__INSTRUCTIONS FOR THE TASK__
For the word "scattered", search the records and show each line in which it occurs.

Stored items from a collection
··········

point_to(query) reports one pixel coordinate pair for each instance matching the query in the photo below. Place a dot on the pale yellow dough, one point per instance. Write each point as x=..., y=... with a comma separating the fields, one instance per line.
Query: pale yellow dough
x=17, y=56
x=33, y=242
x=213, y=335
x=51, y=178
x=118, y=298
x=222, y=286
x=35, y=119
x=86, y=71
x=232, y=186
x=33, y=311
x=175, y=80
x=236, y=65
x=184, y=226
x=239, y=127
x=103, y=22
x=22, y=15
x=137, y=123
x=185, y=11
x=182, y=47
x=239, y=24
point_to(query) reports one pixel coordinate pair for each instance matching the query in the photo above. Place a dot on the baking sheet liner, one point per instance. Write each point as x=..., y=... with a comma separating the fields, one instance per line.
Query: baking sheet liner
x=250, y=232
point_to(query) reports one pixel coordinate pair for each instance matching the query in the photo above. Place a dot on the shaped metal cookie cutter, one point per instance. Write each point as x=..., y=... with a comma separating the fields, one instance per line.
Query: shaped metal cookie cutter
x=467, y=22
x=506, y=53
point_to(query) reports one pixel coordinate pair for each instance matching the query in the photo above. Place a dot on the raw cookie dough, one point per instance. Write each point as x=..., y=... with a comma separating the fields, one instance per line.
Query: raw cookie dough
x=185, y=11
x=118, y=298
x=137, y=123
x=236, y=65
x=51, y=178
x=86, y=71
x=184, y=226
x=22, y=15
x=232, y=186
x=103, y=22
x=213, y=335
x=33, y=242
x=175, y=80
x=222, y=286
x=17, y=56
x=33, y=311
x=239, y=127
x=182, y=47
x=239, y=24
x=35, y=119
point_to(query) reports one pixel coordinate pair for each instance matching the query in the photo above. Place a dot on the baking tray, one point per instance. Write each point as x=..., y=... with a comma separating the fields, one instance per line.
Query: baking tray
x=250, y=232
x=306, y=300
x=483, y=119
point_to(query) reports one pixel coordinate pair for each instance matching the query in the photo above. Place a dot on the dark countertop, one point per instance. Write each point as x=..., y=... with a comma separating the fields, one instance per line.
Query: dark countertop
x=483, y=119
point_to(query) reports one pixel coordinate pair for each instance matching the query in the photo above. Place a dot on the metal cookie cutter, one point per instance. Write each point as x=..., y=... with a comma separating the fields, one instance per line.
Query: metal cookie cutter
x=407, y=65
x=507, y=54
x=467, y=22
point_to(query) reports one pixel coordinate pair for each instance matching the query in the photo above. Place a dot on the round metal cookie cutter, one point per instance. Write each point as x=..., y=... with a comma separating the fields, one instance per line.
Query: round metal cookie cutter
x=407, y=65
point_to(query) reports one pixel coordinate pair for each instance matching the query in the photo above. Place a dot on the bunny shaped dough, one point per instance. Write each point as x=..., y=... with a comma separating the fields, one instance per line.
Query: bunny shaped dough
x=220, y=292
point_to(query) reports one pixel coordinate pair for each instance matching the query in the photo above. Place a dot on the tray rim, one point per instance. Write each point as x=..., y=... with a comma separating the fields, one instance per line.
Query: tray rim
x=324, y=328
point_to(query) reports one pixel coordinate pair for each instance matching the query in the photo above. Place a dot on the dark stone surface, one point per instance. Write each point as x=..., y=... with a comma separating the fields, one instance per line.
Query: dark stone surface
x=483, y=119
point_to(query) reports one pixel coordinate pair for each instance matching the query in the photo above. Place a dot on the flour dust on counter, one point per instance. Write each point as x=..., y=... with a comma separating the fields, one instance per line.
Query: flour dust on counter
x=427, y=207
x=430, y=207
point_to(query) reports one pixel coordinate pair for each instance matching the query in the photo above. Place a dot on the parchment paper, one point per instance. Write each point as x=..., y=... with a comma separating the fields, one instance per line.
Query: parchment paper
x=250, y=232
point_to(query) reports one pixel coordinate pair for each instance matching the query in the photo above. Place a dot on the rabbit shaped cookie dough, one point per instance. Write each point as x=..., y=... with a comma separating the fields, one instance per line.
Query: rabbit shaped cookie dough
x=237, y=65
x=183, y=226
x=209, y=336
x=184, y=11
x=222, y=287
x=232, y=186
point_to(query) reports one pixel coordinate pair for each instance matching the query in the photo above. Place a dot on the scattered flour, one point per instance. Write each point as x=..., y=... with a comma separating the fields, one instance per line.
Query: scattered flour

··········

__OUTPUT BELOW__
point_to(query) reports one pixel coordinate pair for each instance matching the query in the photo above. Place a dot on the scattered flour, one point per instance. Write each point as x=..., y=... with a comma separating the fields, one instance per line.
Query: scattered flour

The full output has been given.